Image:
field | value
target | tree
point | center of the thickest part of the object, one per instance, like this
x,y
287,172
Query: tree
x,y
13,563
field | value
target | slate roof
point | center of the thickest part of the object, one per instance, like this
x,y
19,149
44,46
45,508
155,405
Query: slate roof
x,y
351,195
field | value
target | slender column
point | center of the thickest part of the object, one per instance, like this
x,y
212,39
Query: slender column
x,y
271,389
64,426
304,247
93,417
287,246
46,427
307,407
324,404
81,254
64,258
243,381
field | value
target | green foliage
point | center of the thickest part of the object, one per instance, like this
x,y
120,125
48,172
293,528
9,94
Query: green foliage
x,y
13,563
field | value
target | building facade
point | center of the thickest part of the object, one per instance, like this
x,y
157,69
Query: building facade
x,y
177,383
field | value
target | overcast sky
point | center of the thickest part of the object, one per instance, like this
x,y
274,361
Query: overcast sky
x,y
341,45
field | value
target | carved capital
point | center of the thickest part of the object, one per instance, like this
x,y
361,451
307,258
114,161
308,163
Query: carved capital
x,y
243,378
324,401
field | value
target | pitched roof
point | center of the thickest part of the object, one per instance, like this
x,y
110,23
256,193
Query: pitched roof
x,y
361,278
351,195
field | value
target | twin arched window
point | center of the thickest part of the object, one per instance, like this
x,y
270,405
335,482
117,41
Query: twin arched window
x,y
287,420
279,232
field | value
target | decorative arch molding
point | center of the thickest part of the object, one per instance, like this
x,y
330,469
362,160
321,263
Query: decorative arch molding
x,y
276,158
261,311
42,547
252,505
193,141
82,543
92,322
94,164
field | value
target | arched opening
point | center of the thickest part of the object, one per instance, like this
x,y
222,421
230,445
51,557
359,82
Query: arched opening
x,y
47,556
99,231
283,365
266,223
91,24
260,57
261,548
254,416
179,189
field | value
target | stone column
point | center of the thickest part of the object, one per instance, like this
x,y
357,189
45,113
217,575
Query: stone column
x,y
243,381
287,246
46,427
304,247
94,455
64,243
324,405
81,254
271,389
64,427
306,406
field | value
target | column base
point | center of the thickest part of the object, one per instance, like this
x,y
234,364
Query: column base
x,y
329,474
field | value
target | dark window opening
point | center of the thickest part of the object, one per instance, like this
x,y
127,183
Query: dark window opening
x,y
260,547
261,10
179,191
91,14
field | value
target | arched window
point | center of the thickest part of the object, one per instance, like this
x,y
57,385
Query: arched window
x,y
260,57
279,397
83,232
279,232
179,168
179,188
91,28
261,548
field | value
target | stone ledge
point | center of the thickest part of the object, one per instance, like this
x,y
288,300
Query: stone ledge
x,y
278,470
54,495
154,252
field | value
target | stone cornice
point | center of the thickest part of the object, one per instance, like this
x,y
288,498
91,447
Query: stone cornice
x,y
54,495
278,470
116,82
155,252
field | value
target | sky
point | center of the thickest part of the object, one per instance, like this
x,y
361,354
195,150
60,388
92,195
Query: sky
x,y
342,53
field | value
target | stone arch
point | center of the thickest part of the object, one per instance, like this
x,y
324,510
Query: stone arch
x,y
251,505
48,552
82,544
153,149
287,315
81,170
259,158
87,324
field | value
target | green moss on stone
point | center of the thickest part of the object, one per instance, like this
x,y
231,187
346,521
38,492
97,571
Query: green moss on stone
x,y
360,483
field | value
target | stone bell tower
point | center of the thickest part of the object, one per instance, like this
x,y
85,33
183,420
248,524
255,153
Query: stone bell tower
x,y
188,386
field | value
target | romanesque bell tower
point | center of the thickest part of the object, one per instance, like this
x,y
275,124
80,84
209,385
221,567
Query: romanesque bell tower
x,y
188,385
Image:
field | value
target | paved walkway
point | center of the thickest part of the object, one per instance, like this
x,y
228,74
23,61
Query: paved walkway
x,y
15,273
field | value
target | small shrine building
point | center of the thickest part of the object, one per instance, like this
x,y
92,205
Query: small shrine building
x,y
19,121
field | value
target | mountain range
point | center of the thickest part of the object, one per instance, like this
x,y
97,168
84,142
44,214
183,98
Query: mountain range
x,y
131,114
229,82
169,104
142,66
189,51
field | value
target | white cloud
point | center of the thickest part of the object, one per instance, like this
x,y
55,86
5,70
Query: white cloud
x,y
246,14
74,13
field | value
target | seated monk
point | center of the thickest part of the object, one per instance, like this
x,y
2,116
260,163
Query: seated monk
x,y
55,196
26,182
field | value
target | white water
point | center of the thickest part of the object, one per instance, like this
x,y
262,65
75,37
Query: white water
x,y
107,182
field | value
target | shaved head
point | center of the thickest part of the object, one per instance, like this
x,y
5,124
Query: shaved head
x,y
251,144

▬▬▬

Output all records verbatim.

Expected answer →
Image:
field | value
target | tree
point | center of the thickest part of the object, one per instance, like this
x,y
287,172
Query: tree
x,y
13,563
field | value
target | slate roof
point | center of the thickest part of the object, one per instance, like this
x,y
19,149
44,46
45,508
155,405
Query: slate roof
x,y
351,195
field | value
target | slender column
point | center of the thickest part of the object, one per instance, like this
x,y
212,39
Query: slender column
x,y
271,389
64,426
304,247
93,417
287,246
46,427
307,407
324,404
81,254
64,258
243,381
field | value
target | green foliage
point | center of the thickest part of the object, one per instance, like this
x,y
120,125
48,172
293,528
9,94
Query: green foliage
x,y
13,563
field | value
target | building facade
point | center of the thickest part of the object, one per instance, like this
x,y
157,69
Query: building facade
x,y
177,383
field | value
target | overcast sky
point | center of the thickest part of the object, one per instance, like this
x,y
274,361
Query: overcast sky
x,y
341,45
field | value
target | carved capital
point | center of the thickest part of the object, one per instance, like this
x,y
361,451
307,258
114,161
308,163
Query: carved capital
x,y
243,378
324,401
field | value
target | pitched roof
point | center of the thickest part of the object, one per instance, like this
x,y
110,23
256,193
Query: pitched roof
x,y
361,278
351,195
field | value
target | twin arched window
point | center of the thickest part of the object, one per instance, like this
x,y
270,405
335,482
117,41
Query: twin arched window
x,y
287,420
279,232
field | value
target | decorative arch molding
point | center of the thickest part of the object, one per instance, like this
x,y
330,469
362,160
321,263
Query: decorative arch molding
x,y
276,158
261,311
42,547
252,505
193,141
82,543
92,322
94,164
field | value
target | arched opening
point | center of the thickest part of the object, one per instance, like this
x,y
222,421
230,445
51,557
359,82
Query: arched opening
x,y
47,556
99,231
283,365
266,223
91,24
260,57
261,548
254,416
179,189
field | value
target | stone column
point | center of the thickest part of the object, one per instance, like this
x,y
357,189
45,113
217,575
Query: stone column
x,y
243,381
287,246
46,427
304,247
94,455
64,243
324,405
81,254
271,389
64,427
306,406
field | value
target | column base
point | center of the thickest part of the object, one per instance, like this
x,y
234,364
Query: column base
x,y
329,474
field | value
target | dark window opening
point | center of the thickest part of the object, one per instance, like this
x,y
127,183
Query: dark window opening
x,y
260,547
261,10
179,191
91,14
field | value
target | arched window
point | center of the thickest part of the object, one per instance, like this
x,y
57,385
Query: arched window
x,y
260,57
279,397
83,232
279,232
179,168
179,188
91,28
261,548
field | value
target | stone ledge
point | center of the thickest part of the object, one per instance, like this
x,y
288,300
Query: stone ledge
x,y
278,470
54,495
154,252
field | value
target | stone cornice
point | center of the thickest part of the object, one per instance, like this
x,y
288,498
91,447
Query: stone cornice
x,y
54,495
278,470
116,82
155,252
field | value
target | sky
point | center of the thickest part of the object, one per instance, like this
x,y
361,354
195,150
60,388
92,195
Query: sky
x,y
342,53
field | value
target | stone arch
point | center of the thickest part of the object, one per instance, like this
x,y
324,510
Query: stone arch
x,y
251,505
48,552
82,544
153,149
287,315
81,170
259,158
87,324
field | value
target | green moss on stone
point | center of the thickest part of the object, one per instance, like this
x,y
231,187
346,521
38,492
97,571
Query: green moss on stone
x,y
360,483
field | value
target | stone bell tower
point | center of the thickest part of the object, one per instance, like this
x,y
85,33
183,420
248,524
255,153
Query: stone bell tower
x,y
188,386
field | value
target | romanesque bell tower
point | center of the thickest part of the object, one per instance, like this
x,y
275,124
80,84
209,385
221,567
Query: romanesque bell tower
x,y
188,385
Image:
field | value
target | paved walkway
point | center of the thickest part of the object, one per instance, like this
x,y
228,74
23,61
Query: paved walkway
x,y
15,273
field | value
target | small shrine building
point | center of the thickest part of the object, one per instance, like this
x,y
92,205
Query: small shrine building
x,y
19,121
field | value
target | mountain range
point | center of the thickest part of the object, one per instance, like this
x,y
97,168
84,142
44,214
183,98
Query: mountain range
x,y
131,114
229,82
169,104
142,66
189,51
field | value
target | white cloud
point | center of the thickest part of the object, one per instance, like this
x,y
55,86
5,70
Query: white cloud
x,y
246,14
74,13
field | value
target | seated monk
point | center of the thickest part of the object, one per instance, like this
x,y
2,116
260,163
Query: seated monk
x,y
55,196
26,182
field | value
target | white water
point | center of the thickest part of the object, one per instance, like this
x,y
262,65
75,37
Query: white water
x,y
107,182
field | value
target | shaved head
point | center of the thickest part of the object, one per instance, like this
x,y
5,124
Query: shaved head
x,y
251,144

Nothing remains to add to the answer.